原文:

梦见回家的路中国正成为世界建筑师们实现梦想的乐土,在“令人惊异的世界十大建筑工程”评选中,“鸟巢”和新CCTV大楼就占了两席。在这个国际化的大工地上,国际建筑设计师们蓝图中重要的一类就是歌剧院和音乐厅。
“中国每年在建的音乐厅和剧场有20多个,但界上排得上名次的没有一个。” 这句话出自在中国建筑学界数一数二的同济大学一位专家口中。为什么这些一个个投资巨大,建筑主体求新求异,被视为各大城市标志性大型公共文化设施的新剧院,却界上排不上名?本报记者调查发现,对声学设计的轻视甚至遗忘是一个重要原因。
如果在半个世纪前我们可以用“建一个音效完美的歌剧院靠的是运气”来应付的话,但在今天,歌剧院、音乐厅只有外表却失败于音效的话,就不能不被认为是一种巨大的浪费。“对剧院而言,声学设计至关重要。时下,中国是世界上兴建剧院最多的国家,但是包括国家大剧院在内,目前已经建成的大剧院没有一个声学设计是由国际声学大师完成的。” 全球声学大师,马歇尔博士感慨道。马歇尔是国际声学界最高——“塞宾”得主,也是迄今唯一活跃在设计界的国际声学大师。
当马歇尔戴声学公司、MULLER BBM、英国ARUP等世界知名声学公司,着中国的建筑潮蜂拥而至后纷纷发现,在相当长一段时间里中国建设的剧院和音乐厅留下了不少遗憾。

提取的行:
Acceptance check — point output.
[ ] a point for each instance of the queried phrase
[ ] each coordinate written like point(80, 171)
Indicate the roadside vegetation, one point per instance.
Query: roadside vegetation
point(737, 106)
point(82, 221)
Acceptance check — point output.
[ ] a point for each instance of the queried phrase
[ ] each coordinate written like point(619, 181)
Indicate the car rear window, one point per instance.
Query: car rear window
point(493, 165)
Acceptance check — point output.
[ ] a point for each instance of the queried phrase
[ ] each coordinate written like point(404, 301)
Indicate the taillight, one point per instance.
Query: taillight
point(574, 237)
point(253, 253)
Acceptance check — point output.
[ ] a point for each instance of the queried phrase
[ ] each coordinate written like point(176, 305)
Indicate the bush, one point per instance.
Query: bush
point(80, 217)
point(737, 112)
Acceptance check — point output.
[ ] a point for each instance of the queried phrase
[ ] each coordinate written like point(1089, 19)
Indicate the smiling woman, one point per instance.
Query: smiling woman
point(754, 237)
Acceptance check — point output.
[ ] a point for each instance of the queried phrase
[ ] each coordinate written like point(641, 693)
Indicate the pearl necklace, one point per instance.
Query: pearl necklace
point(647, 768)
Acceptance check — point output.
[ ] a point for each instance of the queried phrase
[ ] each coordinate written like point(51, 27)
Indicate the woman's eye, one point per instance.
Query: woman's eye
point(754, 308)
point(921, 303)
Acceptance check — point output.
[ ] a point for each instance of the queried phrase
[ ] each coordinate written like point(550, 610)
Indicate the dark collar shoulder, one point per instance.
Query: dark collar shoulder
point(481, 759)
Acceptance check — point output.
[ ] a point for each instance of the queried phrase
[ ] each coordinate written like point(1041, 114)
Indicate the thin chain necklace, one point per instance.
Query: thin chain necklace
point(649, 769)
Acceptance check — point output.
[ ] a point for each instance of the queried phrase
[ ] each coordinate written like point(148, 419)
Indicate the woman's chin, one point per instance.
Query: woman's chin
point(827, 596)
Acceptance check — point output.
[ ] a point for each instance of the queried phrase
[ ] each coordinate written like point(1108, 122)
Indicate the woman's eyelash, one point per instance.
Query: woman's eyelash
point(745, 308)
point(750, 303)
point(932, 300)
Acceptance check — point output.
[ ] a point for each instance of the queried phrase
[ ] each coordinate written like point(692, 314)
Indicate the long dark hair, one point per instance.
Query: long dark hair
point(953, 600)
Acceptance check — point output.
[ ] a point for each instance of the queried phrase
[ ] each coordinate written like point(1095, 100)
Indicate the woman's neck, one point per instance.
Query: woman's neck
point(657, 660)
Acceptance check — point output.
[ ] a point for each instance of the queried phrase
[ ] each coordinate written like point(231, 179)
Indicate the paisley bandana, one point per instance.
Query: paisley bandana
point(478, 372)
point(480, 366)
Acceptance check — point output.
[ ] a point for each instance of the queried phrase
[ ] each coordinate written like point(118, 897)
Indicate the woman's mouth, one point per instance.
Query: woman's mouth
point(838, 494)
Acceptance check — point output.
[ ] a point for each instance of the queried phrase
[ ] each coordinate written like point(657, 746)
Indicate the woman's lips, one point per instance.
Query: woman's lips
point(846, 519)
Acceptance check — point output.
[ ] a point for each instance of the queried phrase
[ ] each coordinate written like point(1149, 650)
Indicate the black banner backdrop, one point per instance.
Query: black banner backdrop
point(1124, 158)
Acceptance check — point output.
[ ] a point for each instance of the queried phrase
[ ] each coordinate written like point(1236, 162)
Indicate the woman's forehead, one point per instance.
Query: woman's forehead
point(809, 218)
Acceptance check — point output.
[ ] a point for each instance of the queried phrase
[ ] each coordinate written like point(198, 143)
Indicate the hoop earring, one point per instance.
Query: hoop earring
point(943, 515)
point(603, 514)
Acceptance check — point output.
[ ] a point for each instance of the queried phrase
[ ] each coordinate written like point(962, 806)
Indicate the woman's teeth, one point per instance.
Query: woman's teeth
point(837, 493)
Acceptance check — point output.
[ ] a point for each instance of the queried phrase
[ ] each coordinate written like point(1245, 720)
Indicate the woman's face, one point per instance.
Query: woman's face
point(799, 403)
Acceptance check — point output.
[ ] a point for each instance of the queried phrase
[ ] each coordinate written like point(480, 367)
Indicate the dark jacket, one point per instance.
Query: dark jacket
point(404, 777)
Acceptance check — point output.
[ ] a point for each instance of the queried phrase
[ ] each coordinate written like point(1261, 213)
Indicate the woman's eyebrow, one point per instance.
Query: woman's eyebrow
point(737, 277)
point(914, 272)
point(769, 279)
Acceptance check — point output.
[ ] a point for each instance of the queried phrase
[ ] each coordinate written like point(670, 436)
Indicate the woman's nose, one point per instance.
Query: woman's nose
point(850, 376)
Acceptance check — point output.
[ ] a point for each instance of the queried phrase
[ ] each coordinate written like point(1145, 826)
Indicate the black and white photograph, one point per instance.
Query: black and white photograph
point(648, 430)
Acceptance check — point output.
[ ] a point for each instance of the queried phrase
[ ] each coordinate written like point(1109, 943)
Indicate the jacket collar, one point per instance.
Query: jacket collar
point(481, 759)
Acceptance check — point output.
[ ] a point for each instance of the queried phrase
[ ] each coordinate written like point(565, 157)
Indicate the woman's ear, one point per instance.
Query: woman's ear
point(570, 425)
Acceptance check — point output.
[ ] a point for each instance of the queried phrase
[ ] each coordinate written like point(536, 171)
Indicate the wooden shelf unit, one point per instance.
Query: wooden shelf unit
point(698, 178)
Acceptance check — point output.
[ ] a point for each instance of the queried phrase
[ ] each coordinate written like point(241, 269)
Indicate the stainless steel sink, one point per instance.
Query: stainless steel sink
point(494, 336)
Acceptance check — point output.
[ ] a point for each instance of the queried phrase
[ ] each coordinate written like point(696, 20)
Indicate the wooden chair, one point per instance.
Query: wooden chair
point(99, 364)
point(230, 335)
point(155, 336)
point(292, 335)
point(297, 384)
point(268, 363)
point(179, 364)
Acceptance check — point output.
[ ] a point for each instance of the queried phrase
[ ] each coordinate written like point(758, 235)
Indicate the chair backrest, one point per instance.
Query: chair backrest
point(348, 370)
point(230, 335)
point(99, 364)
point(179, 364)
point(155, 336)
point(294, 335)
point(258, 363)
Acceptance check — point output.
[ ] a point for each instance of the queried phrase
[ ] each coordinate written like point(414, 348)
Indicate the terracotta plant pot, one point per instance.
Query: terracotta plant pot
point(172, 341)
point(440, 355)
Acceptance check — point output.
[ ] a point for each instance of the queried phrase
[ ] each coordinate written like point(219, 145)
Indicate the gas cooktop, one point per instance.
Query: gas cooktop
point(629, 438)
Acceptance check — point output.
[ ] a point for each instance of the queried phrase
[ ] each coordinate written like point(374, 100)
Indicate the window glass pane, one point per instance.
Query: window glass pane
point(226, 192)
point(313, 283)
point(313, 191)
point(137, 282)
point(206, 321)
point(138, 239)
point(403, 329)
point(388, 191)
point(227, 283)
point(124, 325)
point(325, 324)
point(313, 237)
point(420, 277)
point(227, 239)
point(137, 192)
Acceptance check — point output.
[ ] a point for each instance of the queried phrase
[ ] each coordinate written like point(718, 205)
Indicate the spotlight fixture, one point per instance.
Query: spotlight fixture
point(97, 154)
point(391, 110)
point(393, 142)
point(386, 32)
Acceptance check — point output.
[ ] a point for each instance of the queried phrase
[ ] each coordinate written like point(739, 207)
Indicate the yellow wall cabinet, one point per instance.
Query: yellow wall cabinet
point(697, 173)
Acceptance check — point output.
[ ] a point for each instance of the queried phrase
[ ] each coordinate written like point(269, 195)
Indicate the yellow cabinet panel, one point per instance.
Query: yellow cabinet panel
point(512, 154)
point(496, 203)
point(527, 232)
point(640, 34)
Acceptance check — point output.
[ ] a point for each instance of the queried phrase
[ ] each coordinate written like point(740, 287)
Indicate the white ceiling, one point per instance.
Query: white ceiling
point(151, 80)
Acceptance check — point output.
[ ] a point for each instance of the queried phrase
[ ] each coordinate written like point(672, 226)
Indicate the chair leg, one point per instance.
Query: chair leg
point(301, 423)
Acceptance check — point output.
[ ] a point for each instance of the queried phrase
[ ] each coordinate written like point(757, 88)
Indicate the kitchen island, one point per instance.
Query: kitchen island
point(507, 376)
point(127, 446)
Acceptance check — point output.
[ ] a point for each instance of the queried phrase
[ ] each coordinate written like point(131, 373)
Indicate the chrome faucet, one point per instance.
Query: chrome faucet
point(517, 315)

任务说明: 续写关于中国剧院和音乐厅声学设计的原文，从其最后一句之后接着写。

练习结果:
2004年启用的上海东方艺术中心,投资10亿元,是上海重要的标志性文化设施之一。这个外形宛若一朵美丽的“蝴蝶兰”的艺术中心由1953座音乐厅、1020座歌剧厅和333座演奏厅组成。马歇尔博士在该中心考察了半个小时后他的评价是,“音乐厅的低频混响时间不足”。这不是东方艺术中心的这一缺陷第一次被指出。此前,国内的一位声学工作者直言,“该音乐厅的声学设计是一个败笔,由于厅内的低频声不足而显得高频声特别突出”。而艺术中心的一位管理人员指出,“有观众反映在交响乐演出时,后面坐席的观众听不到大提琴的声音”。
大提琴声哪里去了?马歇尔博士的分析是,“造成低频混响时间不足有几个原因,其中最主要的原因是所用墙板的厚度太薄,刚性差,抵抗低频共振的能力差,当音乐声辐射到墙板时激起墙板的共振,从而吸收了低频声能”。据了解,音乐厅的墙板是采用2.5厘米厚的GRG板构成。GRG板材,俗称加强石膏板,这种板材由于综合物理机械性能较好,并可以做成复杂的形状,所以近年来被广泛运用于音乐厅和歌剧院。正是吸取了东方艺术中心音乐厅的教训,电视中心剧院和广州歌剧院采用了4厘米厚的GRG板。马歇尔声学公司首席代表杜晓军告诉记者,“厅堂声学设计的一个基本原理是从舞台上辐射的直达声随距离衰减,到达后排坐席时变得较弱,需要通过适当的反射声来补偿,由于低频声被墙板共振吸收,低频的反射声自然减弱,致使后排坐席的观众听不到足够的低频声。”
不用扩音也能让最后一排的观众听到优质的声音,是衡量歌剧院建造水平和性能的一个标准。但上海交响乐团的一位小提琴演奏家抱怨地说,“在上海大剧院演出时,弦乐组的演员常常感到声音发不出去。”不愿意透露姓名的一位业内人士告诉记者:“上海大剧院声音模糊一片,乐队的演奏、歌唱家的演唱,像蒙了一层纱,听不清楚细节。”由于声场不够好,很多演唱者的自然声达不到理想效果。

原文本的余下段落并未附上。